Dataset entries
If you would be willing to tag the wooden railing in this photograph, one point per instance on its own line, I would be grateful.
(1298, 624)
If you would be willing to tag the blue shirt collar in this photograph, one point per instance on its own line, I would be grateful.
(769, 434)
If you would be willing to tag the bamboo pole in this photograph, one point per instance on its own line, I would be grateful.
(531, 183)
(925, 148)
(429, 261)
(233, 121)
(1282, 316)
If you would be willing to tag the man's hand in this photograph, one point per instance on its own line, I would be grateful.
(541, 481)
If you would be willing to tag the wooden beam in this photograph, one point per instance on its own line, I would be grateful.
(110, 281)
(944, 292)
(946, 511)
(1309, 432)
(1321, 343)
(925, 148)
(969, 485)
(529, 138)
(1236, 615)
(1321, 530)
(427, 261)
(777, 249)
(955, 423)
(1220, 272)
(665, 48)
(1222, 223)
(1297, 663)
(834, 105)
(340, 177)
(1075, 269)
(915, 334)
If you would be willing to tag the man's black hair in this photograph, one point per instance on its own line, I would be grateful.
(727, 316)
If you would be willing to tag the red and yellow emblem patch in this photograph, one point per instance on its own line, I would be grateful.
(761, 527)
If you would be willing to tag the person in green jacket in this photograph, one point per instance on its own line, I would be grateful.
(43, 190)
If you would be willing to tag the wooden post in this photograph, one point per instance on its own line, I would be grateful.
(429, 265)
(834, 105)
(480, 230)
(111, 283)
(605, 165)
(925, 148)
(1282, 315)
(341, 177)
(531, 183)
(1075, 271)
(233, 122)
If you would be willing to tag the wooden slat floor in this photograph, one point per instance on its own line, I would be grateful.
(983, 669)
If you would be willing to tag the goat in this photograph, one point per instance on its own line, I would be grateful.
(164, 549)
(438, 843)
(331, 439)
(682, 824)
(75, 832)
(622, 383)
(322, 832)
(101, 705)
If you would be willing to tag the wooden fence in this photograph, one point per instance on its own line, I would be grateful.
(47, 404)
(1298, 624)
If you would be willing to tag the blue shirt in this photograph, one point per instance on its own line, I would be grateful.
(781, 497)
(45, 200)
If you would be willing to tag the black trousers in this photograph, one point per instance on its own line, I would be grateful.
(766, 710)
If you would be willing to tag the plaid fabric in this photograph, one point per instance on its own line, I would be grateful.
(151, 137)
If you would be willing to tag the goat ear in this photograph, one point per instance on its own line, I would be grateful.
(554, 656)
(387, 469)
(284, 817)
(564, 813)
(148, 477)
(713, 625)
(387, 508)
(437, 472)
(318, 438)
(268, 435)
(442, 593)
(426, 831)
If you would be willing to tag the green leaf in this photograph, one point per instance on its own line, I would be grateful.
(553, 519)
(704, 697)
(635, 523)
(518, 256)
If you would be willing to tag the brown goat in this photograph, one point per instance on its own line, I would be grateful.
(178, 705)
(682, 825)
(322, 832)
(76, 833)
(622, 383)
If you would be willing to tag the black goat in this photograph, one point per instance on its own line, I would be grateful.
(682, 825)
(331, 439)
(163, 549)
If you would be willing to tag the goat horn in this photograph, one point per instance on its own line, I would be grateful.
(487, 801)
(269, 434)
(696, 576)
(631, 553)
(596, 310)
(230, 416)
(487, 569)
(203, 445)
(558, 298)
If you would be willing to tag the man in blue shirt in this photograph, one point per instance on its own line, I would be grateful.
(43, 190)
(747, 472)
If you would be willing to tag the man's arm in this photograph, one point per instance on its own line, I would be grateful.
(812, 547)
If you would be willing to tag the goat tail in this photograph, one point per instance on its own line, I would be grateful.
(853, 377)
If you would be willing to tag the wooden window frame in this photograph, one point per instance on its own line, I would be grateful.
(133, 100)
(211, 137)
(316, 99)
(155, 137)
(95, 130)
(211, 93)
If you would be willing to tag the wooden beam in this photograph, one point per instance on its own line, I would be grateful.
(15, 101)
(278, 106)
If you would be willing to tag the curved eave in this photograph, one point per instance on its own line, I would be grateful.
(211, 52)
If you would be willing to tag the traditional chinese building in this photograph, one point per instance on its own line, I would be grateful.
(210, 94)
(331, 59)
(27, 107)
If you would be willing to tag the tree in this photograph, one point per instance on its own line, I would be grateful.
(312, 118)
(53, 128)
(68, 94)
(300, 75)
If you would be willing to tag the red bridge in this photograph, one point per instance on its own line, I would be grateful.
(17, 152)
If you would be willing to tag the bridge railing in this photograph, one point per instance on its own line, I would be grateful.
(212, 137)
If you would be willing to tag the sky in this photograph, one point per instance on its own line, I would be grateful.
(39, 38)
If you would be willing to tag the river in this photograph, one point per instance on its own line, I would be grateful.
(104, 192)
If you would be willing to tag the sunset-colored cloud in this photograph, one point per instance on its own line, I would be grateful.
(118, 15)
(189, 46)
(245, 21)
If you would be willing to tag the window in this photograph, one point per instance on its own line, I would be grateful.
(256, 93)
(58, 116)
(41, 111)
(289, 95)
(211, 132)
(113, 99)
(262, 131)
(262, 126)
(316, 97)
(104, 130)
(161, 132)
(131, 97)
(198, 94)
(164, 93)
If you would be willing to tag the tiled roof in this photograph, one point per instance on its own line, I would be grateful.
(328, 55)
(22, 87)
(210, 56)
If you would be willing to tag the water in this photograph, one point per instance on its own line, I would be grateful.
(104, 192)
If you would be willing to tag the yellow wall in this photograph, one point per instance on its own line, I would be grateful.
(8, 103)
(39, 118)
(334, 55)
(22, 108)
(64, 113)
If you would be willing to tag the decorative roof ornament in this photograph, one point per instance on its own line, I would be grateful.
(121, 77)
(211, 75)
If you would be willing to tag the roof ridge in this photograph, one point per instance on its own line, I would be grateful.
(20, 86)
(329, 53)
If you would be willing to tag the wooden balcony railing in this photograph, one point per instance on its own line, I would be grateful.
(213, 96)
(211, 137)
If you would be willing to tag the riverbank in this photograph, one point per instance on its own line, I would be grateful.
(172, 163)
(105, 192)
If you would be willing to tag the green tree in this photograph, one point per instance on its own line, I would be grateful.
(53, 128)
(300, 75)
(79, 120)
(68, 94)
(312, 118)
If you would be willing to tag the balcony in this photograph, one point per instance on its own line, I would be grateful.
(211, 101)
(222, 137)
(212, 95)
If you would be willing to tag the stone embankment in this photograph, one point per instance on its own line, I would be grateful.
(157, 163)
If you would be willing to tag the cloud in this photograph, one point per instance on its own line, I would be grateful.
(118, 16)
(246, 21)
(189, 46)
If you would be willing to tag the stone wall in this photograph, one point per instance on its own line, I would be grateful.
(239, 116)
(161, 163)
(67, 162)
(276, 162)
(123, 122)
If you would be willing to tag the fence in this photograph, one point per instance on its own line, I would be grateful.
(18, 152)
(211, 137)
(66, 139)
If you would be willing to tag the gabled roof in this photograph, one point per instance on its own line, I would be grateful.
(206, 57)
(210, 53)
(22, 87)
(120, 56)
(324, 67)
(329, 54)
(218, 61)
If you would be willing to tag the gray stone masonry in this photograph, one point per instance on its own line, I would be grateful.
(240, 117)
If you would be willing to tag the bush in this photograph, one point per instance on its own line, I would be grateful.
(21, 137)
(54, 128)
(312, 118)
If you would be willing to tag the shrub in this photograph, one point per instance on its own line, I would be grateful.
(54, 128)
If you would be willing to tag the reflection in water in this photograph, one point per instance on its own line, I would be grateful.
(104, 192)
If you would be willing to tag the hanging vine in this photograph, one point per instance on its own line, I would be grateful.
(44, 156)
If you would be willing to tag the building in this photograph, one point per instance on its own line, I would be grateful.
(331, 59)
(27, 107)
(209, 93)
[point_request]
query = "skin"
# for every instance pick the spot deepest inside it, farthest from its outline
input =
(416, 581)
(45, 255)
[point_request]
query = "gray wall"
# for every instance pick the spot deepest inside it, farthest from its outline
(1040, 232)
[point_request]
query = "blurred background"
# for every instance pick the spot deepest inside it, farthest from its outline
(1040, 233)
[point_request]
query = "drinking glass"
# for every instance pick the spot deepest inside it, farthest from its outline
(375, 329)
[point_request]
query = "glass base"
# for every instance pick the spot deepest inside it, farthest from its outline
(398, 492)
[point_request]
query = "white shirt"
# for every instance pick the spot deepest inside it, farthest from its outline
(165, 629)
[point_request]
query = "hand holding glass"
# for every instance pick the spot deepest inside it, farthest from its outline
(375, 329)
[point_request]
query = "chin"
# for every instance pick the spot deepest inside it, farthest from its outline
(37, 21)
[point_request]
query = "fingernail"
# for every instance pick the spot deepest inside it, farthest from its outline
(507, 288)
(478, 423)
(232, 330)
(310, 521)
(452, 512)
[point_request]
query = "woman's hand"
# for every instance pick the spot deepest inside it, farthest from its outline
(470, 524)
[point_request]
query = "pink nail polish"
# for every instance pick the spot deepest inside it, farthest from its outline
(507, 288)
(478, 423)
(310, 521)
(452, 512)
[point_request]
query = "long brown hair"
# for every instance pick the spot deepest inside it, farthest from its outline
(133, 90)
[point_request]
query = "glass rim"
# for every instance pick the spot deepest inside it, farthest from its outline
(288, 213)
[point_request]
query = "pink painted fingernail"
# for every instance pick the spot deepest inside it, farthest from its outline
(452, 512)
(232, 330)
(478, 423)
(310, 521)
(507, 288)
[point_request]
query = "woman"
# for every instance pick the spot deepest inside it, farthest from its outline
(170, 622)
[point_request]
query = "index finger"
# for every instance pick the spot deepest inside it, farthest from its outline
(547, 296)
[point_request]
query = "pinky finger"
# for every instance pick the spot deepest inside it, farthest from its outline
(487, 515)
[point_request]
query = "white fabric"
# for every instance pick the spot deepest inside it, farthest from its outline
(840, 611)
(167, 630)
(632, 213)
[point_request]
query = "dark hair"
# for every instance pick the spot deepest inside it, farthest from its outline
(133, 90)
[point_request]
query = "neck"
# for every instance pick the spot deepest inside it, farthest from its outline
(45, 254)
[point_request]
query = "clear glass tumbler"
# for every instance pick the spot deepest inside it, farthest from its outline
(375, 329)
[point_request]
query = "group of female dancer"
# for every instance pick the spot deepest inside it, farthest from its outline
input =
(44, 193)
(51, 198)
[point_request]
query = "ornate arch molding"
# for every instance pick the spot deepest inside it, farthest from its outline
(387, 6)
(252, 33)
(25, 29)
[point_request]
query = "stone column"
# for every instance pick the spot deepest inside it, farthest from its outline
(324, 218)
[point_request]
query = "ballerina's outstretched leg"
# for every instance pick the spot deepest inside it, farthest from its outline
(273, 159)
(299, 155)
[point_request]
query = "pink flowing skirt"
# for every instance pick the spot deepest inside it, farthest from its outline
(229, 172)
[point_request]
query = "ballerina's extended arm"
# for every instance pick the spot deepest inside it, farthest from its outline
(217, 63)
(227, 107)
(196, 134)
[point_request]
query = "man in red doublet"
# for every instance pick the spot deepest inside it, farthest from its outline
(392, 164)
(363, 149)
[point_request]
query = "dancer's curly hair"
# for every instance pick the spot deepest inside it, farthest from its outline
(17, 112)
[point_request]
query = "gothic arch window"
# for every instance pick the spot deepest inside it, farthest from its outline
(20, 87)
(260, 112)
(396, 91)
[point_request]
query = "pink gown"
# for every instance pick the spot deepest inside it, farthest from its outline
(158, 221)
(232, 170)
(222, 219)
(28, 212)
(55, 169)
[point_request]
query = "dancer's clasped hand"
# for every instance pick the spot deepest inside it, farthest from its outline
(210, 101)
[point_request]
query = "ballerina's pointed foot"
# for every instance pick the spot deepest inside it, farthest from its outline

■ TASK REQUIREMENTS
Go line by line through the records and copy those that contain the word "fingernail".

■ TASK ANSWER
query = "fingernail"
query = "pink painted fingernail"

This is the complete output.